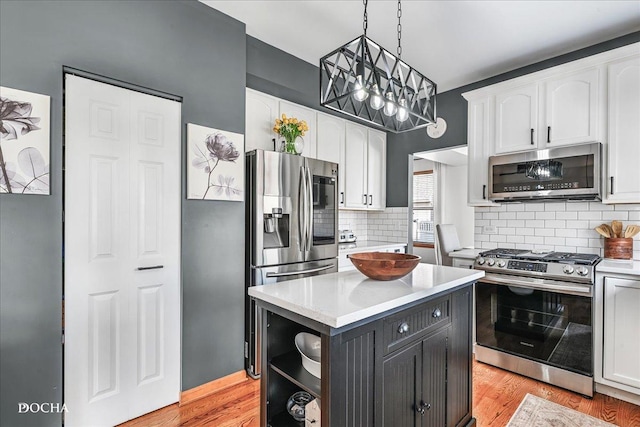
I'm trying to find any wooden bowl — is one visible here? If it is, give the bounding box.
[348,252,421,281]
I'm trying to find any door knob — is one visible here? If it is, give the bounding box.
[398,322,409,334]
[432,308,441,318]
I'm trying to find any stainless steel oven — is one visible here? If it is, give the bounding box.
[473,249,599,396]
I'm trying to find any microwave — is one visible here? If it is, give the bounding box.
[489,142,602,202]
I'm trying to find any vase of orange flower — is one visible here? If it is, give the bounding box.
[273,113,309,155]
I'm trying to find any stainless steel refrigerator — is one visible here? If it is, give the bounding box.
[245,149,339,378]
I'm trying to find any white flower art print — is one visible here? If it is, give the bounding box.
[187,123,244,201]
[0,86,51,195]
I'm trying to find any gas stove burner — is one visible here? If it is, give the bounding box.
[479,248,529,258]
[542,252,601,265]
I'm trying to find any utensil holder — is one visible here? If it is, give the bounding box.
[604,238,633,260]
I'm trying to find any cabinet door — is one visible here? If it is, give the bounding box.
[246,89,278,152]
[603,277,640,390]
[544,68,600,147]
[344,122,368,209]
[367,129,386,210]
[382,341,422,427]
[279,101,317,158]
[317,113,346,206]
[604,56,640,203]
[467,97,497,206]
[495,84,538,154]
[422,328,448,427]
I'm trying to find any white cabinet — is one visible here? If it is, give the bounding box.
[344,122,386,210]
[279,100,316,158]
[604,56,640,204]
[543,68,600,147]
[246,89,278,152]
[495,84,539,153]
[316,113,346,206]
[367,129,386,210]
[602,277,640,391]
[494,69,600,154]
[466,97,497,206]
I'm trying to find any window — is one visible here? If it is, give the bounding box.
[412,170,434,248]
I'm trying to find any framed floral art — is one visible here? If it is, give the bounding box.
[0,86,51,195]
[187,123,244,201]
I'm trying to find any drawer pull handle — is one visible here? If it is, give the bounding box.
[398,322,409,334]
[432,308,442,318]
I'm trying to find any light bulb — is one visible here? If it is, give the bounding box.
[352,75,368,102]
[369,84,384,110]
[396,98,409,122]
[383,92,397,116]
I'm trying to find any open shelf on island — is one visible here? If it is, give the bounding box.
[269,350,321,399]
[268,410,305,427]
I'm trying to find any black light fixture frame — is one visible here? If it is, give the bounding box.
[320,35,437,133]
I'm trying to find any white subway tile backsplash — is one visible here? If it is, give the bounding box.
[535,211,556,220]
[471,201,638,259]
[545,220,566,229]
[516,212,535,220]
[578,211,602,220]
[602,211,629,221]
[555,212,578,220]
[556,229,577,238]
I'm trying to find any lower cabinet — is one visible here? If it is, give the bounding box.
[383,327,448,426]
[259,284,474,426]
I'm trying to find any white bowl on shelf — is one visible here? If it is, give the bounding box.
[294,332,321,379]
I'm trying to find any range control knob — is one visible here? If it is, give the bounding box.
[476,257,485,265]
[563,265,575,275]
[486,258,496,266]
[497,260,506,268]
[576,267,589,276]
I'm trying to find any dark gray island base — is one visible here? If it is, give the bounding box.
[256,282,476,427]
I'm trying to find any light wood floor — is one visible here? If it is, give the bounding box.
[121,359,640,427]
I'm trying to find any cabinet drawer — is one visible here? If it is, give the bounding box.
[383,296,451,354]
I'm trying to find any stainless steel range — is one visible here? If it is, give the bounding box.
[474,248,600,396]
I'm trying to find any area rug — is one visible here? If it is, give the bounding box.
[507,393,617,427]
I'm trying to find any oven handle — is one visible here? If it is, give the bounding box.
[480,273,592,297]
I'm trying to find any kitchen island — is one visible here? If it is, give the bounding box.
[249,264,484,427]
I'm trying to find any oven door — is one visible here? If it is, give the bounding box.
[476,274,593,377]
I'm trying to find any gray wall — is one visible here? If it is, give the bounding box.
[386,31,640,207]
[0,1,245,425]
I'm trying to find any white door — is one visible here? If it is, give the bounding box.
[344,122,368,209]
[604,56,640,203]
[367,129,386,210]
[603,277,640,390]
[495,84,538,153]
[544,68,600,147]
[64,75,181,426]
[246,89,278,152]
[316,113,345,206]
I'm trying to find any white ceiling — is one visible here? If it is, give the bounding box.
[202,0,640,92]
[415,146,468,166]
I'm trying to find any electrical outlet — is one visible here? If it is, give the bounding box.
[483,225,498,234]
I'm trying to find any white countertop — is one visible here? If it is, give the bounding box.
[339,240,407,252]
[596,259,640,276]
[248,264,484,329]
[448,248,482,260]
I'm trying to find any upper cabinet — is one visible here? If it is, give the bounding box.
[464,42,639,205]
[316,113,346,206]
[344,123,386,210]
[495,84,539,153]
[245,89,388,209]
[543,68,600,147]
[467,97,497,206]
[495,68,600,154]
[246,89,278,152]
[603,56,640,204]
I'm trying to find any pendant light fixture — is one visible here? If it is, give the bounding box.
[320,0,437,133]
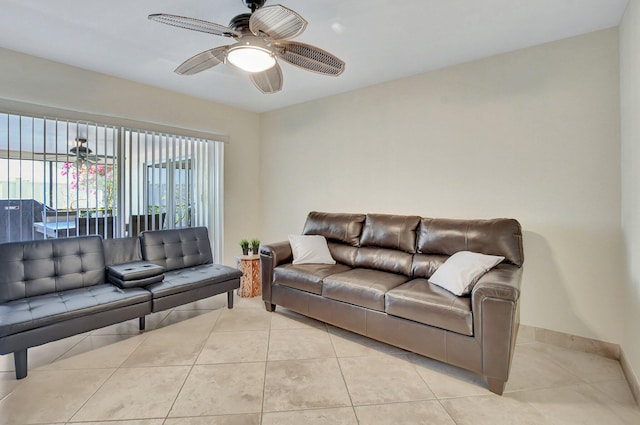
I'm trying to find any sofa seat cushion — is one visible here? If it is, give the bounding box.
[144,264,242,298]
[0,284,151,337]
[274,263,351,295]
[385,279,473,336]
[322,268,409,311]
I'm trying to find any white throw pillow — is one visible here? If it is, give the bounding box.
[428,251,505,296]
[288,234,336,265]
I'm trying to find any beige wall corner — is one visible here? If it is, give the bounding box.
[621,0,640,407]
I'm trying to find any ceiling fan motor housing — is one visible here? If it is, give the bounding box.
[243,0,266,12]
[229,13,252,32]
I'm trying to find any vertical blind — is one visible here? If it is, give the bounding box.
[0,111,224,262]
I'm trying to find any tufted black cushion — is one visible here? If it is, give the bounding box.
[140,227,213,272]
[0,284,151,337]
[144,263,242,298]
[0,236,106,303]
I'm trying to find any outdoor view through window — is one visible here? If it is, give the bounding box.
[0,111,223,258]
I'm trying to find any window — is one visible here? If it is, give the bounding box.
[0,111,224,261]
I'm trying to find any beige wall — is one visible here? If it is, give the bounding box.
[620,0,640,391]
[260,29,624,344]
[0,47,261,267]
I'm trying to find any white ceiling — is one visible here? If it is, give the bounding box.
[0,0,629,113]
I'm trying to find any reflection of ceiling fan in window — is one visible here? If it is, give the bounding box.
[69,138,114,164]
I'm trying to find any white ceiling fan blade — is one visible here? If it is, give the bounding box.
[175,46,228,75]
[250,63,283,94]
[275,41,345,76]
[149,14,241,38]
[249,5,307,40]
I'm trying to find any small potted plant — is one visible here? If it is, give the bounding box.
[240,238,250,255]
[250,238,260,255]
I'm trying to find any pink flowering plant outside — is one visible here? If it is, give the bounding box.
[60,161,116,212]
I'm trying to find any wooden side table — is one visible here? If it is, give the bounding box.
[236,254,262,297]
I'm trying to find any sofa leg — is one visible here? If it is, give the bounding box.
[139,316,146,331]
[487,378,506,395]
[227,291,234,309]
[264,302,276,312]
[14,349,27,380]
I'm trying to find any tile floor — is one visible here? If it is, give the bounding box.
[0,294,638,425]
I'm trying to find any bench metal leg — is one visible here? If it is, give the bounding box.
[14,349,27,380]
[139,316,146,331]
[227,290,234,309]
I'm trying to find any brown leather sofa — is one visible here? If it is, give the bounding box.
[260,212,524,395]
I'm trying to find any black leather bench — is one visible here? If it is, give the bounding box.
[0,226,241,379]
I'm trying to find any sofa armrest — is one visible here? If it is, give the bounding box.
[472,264,522,304]
[259,241,293,306]
[471,264,523,391]
[260,241,293,267]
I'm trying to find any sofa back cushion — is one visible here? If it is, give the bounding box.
[140,227,213,271]
[328,243,359,268]
[416,218,524,266]
[103,236,142,266]
[355,248,413,276]
[360,214,421,253]
[0,236,106,303]
[302,211,366,247]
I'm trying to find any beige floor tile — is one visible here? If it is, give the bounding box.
[44,334,145,370]
[408,353,492,398]
[263,358,351,412]
[1,302,636,425]
[213,308,272,332]
[0,371,21,400]
[441,393,551,425]
[588,380,640,424]
[270,308,327,330]
[0,333,87,373]
[169,363,265,417]
[91,310,170,335]
[197,330,269,364]
[122,328,209,367]
[328,326,407,358]
[71,366,190,421]
[268,328,335,361]
[262,407,358,425]
[0,368,113,424]
[164,414,261,425]
[233,296,266,309]
[509,383,635,425]
[504,344,583,392]
[0,355,13,373]
[155,309,221,335]
[339,355,435,405]
[71,420,163,425]
[591,378,639,405]
[532,342,626,383]
[355,400,456,425]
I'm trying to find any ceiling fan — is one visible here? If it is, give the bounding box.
[69,138,111,164]
[148,0,346,94]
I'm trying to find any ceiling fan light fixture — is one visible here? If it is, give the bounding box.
[227,39,276,73]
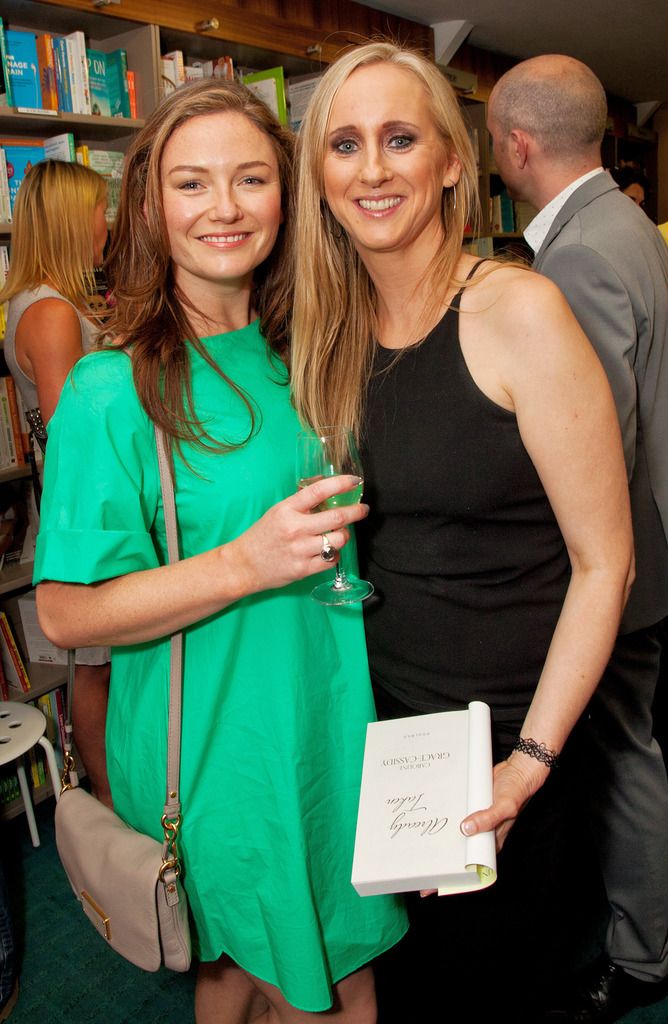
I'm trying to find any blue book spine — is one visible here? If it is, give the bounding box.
[5,30,42,109]
[53,37,71,113]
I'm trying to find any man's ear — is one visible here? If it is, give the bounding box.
[509,129,530,169]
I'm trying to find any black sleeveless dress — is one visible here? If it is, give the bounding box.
[359,282,571,755]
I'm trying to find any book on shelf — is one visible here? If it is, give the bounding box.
[43,131,76,163]
[0,766,20,806]
[189,55,235,80]
[36,33,58,112]
[286,73,321,132]
[3,378,25,466]
[0,247,8,343]
[5,29,43,111]
[160,55,178,98]
[126,69,137,118]
[242,66,288,125]
[184,65,204,84]
[0,18,12,107]
[0,610,30,693]
[53,35,72,113]
[0,650,8,700]
[0,139,46,213]
[351,701,497,897]
[0,150,10,223]
[491,191,515,233]
[27,744,45,788]
[37,691,64,772]
[87,148,124,220]
[64,31,91,116]
[105,49,130,118]
[163,50,185,87]
[0,377,19,468]
[86,48,111,117]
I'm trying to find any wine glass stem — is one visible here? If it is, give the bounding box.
[332,566,352,591]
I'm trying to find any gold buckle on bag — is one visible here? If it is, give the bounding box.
[160,813,182,881]
[60,751,77,794]
[81,890,112,941]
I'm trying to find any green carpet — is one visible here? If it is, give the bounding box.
[3,799,668,1023]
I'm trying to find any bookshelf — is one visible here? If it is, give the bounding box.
[0,0,431,822]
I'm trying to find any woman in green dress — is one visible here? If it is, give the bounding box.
[33,78,406,1023]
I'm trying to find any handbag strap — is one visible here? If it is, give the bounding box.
[154,424,183,827]
[63,426,184,838]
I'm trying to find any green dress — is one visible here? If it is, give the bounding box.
[34,321,407,1011]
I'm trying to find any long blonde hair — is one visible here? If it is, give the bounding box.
[291,41,481,438]
[0,159,106,309]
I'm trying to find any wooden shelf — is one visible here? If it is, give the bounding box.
[0,561,33,596]
[0,465,31,483]
[9,662,68,702]
[0,107,144,140]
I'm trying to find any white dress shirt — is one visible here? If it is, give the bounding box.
[523,168,605,253]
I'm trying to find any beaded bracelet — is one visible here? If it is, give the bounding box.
[512,737,560,769]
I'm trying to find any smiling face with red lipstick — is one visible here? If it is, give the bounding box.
[161,110,283,314]
[322,63,461,268]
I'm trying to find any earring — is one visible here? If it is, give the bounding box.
[452,183,457,210]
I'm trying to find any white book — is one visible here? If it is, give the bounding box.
[163,50,185,85]
[351,702,497,896]
[65,31,91,115]
[160,56,178,98]
[43,132,75,162]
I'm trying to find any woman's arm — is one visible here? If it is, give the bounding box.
[37,473,367,648]
[15,298,84,423]
[459,269,634,849]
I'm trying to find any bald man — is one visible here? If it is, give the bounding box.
[489,55,668,1023]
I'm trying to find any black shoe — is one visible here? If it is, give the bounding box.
[542,955,668,1022]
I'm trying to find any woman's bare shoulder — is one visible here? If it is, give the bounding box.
[460,258,572,334]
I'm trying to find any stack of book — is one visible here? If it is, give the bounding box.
[0,376,28,470]
[0,18,136,120]
[160,48,235,98]
[160,48,307,129]
[0,132,125,217]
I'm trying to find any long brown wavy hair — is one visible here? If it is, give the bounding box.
[105,77,295,450]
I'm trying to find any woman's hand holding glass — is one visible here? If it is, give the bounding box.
[226,472,369,598]
[296,429,374,604]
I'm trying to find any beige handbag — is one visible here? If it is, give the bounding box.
[54,426,192,973]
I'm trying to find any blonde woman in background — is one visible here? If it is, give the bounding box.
[291,41,634,1018]
[0,159,112,807]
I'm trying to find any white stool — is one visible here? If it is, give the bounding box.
[0,701,60,847]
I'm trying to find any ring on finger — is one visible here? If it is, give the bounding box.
[320,533,338,562]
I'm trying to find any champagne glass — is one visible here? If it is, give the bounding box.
[297,428,374,605]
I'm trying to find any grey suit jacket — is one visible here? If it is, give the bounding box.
[533,171,668,632]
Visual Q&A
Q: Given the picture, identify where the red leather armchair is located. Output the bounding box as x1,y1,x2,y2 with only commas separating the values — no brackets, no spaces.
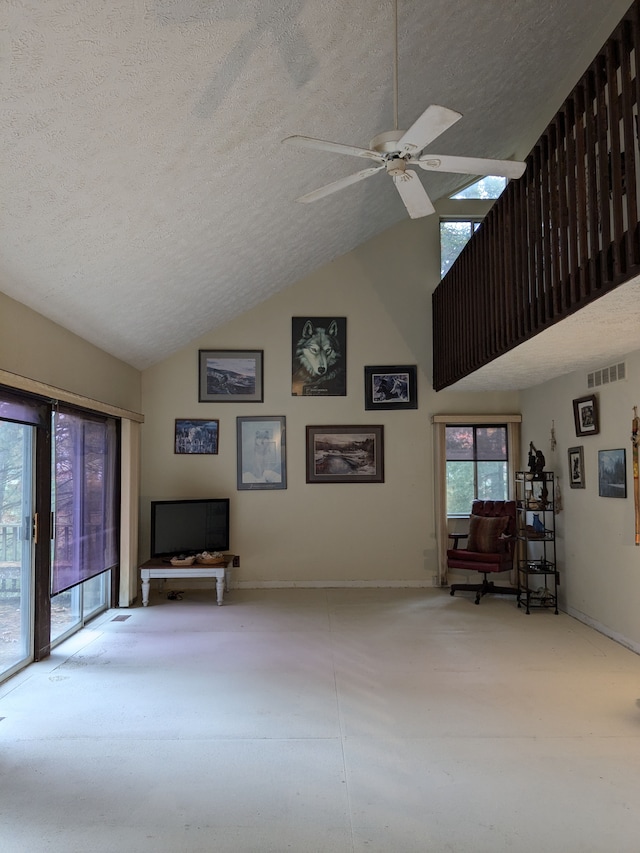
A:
448,499,518,605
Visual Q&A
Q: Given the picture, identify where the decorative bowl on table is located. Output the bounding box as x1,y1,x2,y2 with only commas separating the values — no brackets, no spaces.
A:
170,555,196,566
195,551,226,566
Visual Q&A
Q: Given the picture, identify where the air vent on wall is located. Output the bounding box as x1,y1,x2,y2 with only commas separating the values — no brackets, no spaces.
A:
587,362,626,388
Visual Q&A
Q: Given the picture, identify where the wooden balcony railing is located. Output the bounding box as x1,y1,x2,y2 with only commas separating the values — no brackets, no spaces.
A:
433,0,640,390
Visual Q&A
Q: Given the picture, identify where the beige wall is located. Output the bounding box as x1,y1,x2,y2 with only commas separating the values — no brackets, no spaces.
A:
0,289,143,604
519,352,640,652
0,290,141,412
140,215,519,586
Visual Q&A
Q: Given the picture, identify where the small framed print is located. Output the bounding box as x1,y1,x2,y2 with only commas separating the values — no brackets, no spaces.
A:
175,419,219,454
364,365,417,410
568,446,585,488
306,425,384,484
573,394,599,437
598,448,627,498
236,416,286,490
199,349,264,403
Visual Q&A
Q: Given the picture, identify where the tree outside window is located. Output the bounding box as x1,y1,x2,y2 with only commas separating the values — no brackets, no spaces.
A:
440,176,508,279
440,220,482,278
446,425,509,515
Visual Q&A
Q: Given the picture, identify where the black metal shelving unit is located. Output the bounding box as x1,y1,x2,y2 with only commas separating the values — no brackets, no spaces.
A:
515,471,559,614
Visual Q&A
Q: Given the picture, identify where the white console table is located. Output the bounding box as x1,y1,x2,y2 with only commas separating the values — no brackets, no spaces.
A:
139,556,235,606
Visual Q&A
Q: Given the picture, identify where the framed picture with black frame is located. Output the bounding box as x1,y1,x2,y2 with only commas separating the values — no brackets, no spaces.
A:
174,419,219,454
573,394,599,437
291,317,346,397
364,365,417,411
598,448,627,498
567,445,585,488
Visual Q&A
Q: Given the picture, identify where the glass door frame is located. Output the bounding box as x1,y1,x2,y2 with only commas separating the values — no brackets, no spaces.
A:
0,420,36,681
33,421,53,661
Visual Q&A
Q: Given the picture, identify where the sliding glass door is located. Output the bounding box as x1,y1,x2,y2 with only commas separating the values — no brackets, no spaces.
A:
0,420,35,681
0,389,118,680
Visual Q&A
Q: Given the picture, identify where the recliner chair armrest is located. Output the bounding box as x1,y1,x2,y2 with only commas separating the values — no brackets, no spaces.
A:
448,532,468,548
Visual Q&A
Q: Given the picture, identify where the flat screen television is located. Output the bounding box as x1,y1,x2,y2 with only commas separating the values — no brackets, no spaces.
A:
150,498,230,558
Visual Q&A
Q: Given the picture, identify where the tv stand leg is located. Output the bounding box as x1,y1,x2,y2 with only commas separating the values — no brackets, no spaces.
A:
216,575,225,606
142,577,150,606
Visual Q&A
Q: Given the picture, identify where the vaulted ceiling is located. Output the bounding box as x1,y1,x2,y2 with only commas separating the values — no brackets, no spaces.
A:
2,0,632,374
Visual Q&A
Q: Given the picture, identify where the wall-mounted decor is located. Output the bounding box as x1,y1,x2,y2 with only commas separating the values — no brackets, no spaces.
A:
306,425,384,483
291,317,346,396
567,445,585,488
573,394,599,436
236,416,286,490
598,448,627,498
174,419,219,454
199,349,264,403
364,365,417,411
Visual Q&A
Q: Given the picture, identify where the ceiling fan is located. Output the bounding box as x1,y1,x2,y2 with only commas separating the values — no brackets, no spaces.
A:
282,0,526,219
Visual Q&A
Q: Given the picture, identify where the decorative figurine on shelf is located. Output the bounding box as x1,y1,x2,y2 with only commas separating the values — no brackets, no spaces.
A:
532,513,546,534
528,442,546,477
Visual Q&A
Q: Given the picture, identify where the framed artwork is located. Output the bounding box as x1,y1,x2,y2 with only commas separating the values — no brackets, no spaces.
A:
291,317,346,397
364,365,417,410
567,446,585,488
174,419,219,455
306,425,384,483
573,394,599,436
236,416,286,490
199,349,263,403
598,448,627,498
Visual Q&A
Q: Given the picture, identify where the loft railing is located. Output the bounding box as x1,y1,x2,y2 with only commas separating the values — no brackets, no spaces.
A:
433,0,640,390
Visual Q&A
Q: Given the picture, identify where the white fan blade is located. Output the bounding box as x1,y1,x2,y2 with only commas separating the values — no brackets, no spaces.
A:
397,105,462,155
392,171,435,218
416,154,527,179
283,135,383,162
295,165,384,203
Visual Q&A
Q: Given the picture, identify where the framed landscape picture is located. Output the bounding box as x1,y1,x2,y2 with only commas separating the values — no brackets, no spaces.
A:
306,425,384,484
236,416,286,490
199,349,264,403
598,448,627,498
174,419,219,454
364,365,417,410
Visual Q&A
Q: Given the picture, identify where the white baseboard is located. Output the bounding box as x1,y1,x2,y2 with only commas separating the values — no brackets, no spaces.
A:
566,605,640,656
233,579,435,590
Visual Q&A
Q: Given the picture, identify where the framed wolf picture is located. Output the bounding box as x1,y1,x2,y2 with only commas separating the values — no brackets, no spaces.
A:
291,317,347,396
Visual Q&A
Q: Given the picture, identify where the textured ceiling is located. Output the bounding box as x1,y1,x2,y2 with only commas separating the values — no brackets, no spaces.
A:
447,276,640,392
2,0,634,375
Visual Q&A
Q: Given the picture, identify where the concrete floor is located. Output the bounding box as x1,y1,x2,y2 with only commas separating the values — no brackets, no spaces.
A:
1,586,640,852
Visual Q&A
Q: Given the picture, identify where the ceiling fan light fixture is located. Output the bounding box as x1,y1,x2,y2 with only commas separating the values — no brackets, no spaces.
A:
386,159,406,178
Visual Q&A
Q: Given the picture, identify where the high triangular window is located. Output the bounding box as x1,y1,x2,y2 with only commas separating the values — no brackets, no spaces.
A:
451,176,507,199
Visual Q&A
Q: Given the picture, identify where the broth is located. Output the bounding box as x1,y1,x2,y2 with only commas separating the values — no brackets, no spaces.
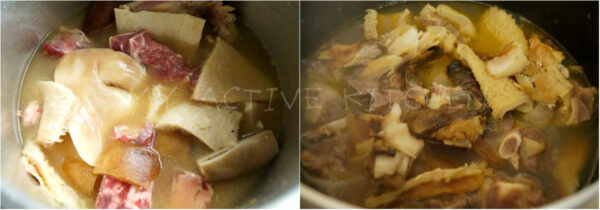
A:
301,1,598,208
19,3,284,208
+ + +
## TASK GOAL:
Copy each line above that has the word "railing".

## WORKED SOLUTION:
Q: Given the picture, identify where the wooden balcony railing is located. Output the bounding box as x1,y1,x2,y2 with only commas separating the values — no brackets, no spaces.
Q: Given the picture, identify where the loft railing is located. Output the bounding box as x1,y1,x2,y2 with only commas separating the values — no brackets, no spaces.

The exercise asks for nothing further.